** PASSAGE SHOWN **
******
Today, we begin a series of three sermons to help us think about how we plan for mission. Mission is at the heart of what we do as Christians and as a Church, and the diocese asks each parish to have what is called a Mission Action Plan. We have one which we put together after the away day we had two years ago, and we are now reflecting on it and revising it for the year ahead.
Mother Anne-Marie has written about this process in this month’s magazine. She explains how according to our Diocesan Missioner, Canon Stephen Hance, a good Mission Action Plan addresses the bigger questions that we never get around to thinking about. And he goes on to suggest three specific questions to help us with our planning for mission. It’s the first of those questions which we are thinking about this morning. The PCC has to finalise our Mission Action Plan for the coming year. But we really want to hear your ideas too, so after the service over in the church hall you can grab a cup of coffee and then join in for a 30 minute discussion as we respond to today’s question.
Which is: How are people in our area going to hear and respond to the Gospel of Jesus Christ?
How are people in our area going to hear and respond to the Gospel of Jesus Christ? I started by talking about good news – what would be good news for us, what good news would we like to hear? Canon Hance talks about people hearing about and responding to the Gospel of Jesus Christ. That word ‘Gospel’ probably doesn’t convey to you its real meaning. When you hear the word ‘Gospel’ you probably first of all think of the first four books of the New Testament – Matthew, Mark, Luke and John – the books that tell us about the life of Jesus. We call them gospels.
But the word ‘Gospel’ doesn’t mean a book of the Bible. And a bit of me wishes Stephen Hance hadn’t used that word. Originally in Old English it was ‘Godspel’ – god meaning, not God, but good, and spel meaning news – good news. So we are actually talking about people hearing and responding to the good news of Jesus Christ. But what is good news? What is the good news of Jesus Christ? And why do we take it as a given that as Christians we want people to hear and respond to it? Why do we think that telling people about Jesus might be good news for them?
Stephen Hance’s question assumes that we know what the good news of Jesus is. But if we are going to find answers to his question we need to be really clear in our own minds as followers of Jesus what the good news is. And you’ll be pleased to know that there is a very straightforward answer – and one that is all to do with the reason for the coming of Jesus, God’s son, two thousand years ago and what we mean when we talk about being a Christian. So – what is the reason Jesus came, and what do we mean when we talk about being a Christian. Why do we need people to hear and respond to the good news of Jesus?
Many people, if you ask them what being a Christian means, will talk about people behaving in a particular way – in the way they relate to those around them, loving and caring perhaps, involved in good works in some way. I’ve heard so many people over the years talk about someone being ‘a Christian person’ when what they mean is ‘a good person’. And for many people Jesus is simply seen as being a great teacher – teaching us how to live our lives and showing us by example. And in this version of Christianity the good news is that as long as we are good enough we can go to heaven when we die.
******
** TO BE DONE **
1. Using the sermon about the good news, decide whether each statement agrees with it, and answer yes or no along with the deciding words quoted from the sermon: (a) In the Old English word "Godspel," the part "god" meant good. (b) The discussion in the church hall after the service lasts an hour. (c) The parish put together its current plan after an away day three years ago.
2. Write the next part of the sermon about the good news, starting after its final sentence.
The entries are not needed.

** LISTING **
******
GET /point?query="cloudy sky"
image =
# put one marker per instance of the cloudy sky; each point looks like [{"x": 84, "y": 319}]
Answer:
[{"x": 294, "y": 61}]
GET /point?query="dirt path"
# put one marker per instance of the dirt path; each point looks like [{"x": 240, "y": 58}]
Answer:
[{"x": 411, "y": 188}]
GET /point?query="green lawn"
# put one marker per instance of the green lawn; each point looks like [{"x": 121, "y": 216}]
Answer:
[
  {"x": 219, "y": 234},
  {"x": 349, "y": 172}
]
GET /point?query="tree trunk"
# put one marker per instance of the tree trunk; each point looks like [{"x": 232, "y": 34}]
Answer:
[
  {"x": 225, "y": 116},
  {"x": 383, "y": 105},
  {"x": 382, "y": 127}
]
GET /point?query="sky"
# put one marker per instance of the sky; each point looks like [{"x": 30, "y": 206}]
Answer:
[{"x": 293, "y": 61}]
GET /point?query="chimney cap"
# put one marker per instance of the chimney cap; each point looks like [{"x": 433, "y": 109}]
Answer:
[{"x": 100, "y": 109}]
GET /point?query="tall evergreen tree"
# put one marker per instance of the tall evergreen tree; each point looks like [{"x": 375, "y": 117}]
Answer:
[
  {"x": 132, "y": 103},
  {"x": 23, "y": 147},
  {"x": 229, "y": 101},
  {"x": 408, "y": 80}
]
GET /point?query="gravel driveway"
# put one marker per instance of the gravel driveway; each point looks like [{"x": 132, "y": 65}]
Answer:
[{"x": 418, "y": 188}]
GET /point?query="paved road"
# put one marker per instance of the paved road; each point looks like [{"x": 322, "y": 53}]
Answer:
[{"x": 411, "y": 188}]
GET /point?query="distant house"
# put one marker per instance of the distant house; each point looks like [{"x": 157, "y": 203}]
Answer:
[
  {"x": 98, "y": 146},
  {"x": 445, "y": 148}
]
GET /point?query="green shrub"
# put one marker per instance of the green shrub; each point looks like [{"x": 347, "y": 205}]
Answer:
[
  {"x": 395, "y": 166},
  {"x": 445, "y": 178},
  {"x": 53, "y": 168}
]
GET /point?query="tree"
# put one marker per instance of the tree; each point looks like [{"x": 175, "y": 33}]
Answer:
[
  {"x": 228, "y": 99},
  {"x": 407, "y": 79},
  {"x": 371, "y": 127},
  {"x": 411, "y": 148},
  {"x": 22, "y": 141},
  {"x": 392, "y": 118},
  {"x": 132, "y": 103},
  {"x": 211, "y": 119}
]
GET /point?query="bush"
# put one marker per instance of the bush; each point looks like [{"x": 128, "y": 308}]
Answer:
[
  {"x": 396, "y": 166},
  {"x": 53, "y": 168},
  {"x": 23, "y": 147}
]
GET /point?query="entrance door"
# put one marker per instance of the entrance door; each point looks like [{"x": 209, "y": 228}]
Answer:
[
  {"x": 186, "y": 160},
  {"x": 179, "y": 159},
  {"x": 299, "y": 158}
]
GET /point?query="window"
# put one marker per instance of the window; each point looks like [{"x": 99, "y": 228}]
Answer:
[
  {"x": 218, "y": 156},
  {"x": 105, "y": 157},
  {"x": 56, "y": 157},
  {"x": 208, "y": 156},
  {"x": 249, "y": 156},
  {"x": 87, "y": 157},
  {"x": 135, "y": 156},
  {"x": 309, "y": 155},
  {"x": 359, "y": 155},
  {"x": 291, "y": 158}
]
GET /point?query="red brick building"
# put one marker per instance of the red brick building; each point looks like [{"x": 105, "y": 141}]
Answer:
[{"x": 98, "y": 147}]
******
** WRITTEN ANSWERS **
1.
(a) Yes: "god meaning, not God, but good"
(b) No: "a 30 minute discussion"
(c) No: "after the away day we had two years ago"

2.
But that’s not why Jesus, the Son of God, came. For essentially the good news of Jesus Christ is not that we can go to heaven by being good people – for in the end none of us can ever be good enough. If it were down to us then none of us would go to heaven because we are all in need of forgiveness for all the things we have done that are contrary to God’s will for his people and for his creation.
The good news is about – not what we get in return for being good, but about what Jesus does for us. The good news is that Jesus gives us the gift of eternal life when we can never earn it ourselves. Even though none of us can ever be good enough God so loved the world that he gave his only Son, so that everyone who believes in him may not perish but may have eternal life. Indeed, God did not send the Son into the world to condemn the world, but in order that the world might be saved through him. The words of Jesus to Nicodemus. Anyone who believes in Jesus may not perish but may have eternal life
The problem is that many people, including many Christians, are not happy with, or feel comfortable with, the idea that you need to believe in Jesus to obtain salvation. Far more comfortable to believe that either you get there by keeping your head down and being nice to people, or even that everyone is going to get there no matter what because God is too nice to turn anyone away. The reality is that the good news of Jesus is not about leading a good life, and it’s not about Jesus simply saying that everyone can go to heaven no matter what – he never says that. He clearly does not say that to Nicodemus, rather he talks about the need to believe in him.
A few years ago I had a conversation with a someone – a committed churchgoer from another church – about a family funeral. She said: I don’t want the bit from John’s gospel read where Jesus says, “I am the way, the truth and the life, no-one comes to the Father except through me.” I asked why not. “Because I don’t believe that,” she said, “everyone can come to the Father however they like.” My only response could be that she was free to believe what she liked, and have what reading she liked, but that the words were still part of Holy Scripture and what the church believes.
Saint Paul affirmed the importance of understanding why Jesus came. God wants everyone to be saved, he says. Of course God wants that – how could he not. I want that. I hope you all want that. But – and it’s a big but – he goes on to say: There is one God; there is also one mediator between God and humankind, Christ Jesus, himself human, who gave himself a ransom for all. It is through Jesus who gave his life for us that we come to God the Father – there is no other way. And contrary to the way some people think, that is actually good news!
Because none of us is going to heaven under our own steam. We do not get there by our own efforts. We can’t ever get there by our own efforts. None of us can ever be good enough. Only belief in Jesus, as he said himself, is needed, and it is Jesus who then takes us by the hand and leads the way. And the amazing thing is that it doesn’t matter what kind of person you are – good, bad, whatever – believe in Jesus and accept him as your Lord and Saviour and everything Jesus promises is yours. If that’s not GOOD NEWS! with capital letters and an exclamation mark I don’t know what is.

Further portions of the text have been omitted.